(begin)

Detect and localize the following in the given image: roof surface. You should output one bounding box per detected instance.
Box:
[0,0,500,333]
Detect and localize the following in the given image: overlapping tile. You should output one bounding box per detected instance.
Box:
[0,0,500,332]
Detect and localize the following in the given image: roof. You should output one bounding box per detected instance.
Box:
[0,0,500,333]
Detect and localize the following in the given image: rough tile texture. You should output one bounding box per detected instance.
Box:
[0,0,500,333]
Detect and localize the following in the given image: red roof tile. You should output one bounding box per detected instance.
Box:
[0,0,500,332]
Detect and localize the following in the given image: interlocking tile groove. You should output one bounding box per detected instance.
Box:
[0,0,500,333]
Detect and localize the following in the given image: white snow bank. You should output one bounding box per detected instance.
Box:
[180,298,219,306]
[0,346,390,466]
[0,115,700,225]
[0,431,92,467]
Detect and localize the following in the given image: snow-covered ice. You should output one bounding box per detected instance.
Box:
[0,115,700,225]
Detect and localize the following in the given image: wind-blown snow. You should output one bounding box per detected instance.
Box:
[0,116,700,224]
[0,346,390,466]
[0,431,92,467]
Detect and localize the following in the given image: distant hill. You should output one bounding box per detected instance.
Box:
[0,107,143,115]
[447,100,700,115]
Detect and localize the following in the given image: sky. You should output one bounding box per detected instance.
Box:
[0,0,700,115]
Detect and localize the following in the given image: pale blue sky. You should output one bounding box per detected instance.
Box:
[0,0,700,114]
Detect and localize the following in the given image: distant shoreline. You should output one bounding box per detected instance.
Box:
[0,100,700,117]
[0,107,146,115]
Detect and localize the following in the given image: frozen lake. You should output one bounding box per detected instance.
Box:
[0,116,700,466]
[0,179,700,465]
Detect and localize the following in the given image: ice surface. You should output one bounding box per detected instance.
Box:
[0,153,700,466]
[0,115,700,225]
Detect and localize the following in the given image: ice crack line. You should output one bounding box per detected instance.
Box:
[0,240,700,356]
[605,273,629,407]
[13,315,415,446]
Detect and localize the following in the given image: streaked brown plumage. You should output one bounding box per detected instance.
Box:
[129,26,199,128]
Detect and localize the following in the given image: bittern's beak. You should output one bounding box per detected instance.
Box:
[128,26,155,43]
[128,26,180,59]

(end)

**What you need to do:**
Starting with the line that contains "Detect and localize the following in the given image: white" and going on through the line that contains "[447,100,700,115]", output the lines of the records as a Markdown table with a Row column for the row number and a Line column for the line, leaving out any blank lines.

**Solution to the problem:**
| Row | Line |
|---|---|
| 1 | Detect and localize the following in the given image: white snow bank. You should output one bounding box per detected instance. |
| 2 | Box: |
| 3 | [180,298,219,306] |
| 4 | [0,346,390,466] |
| 5 | [0,115,700,225] |
| 6 | [0,431,92,467] |
| 7 | Detect and localize the following in the given image: snow-covered ice. You should output one bounding box per detected instance. |
| 8 | Box: |
| 9 | [0,115,700,225] |
| 10 | Detect and localize the following in the given image: wind-blown snow. You should output one bounding box per detected instance. |
| 11 | Box: |
| 12 | [0,116,700,224] |
| 13 | [0,346,390,466] |
| 14 | [0,431,92,467] |
| 15 | Detect and localize the following in the given image: distant hill. You should output one bounding box per detected instance. |
| 16 | Box: |
| 17 | [0,107,143,115] |
| 18 | [447,100,700,115] |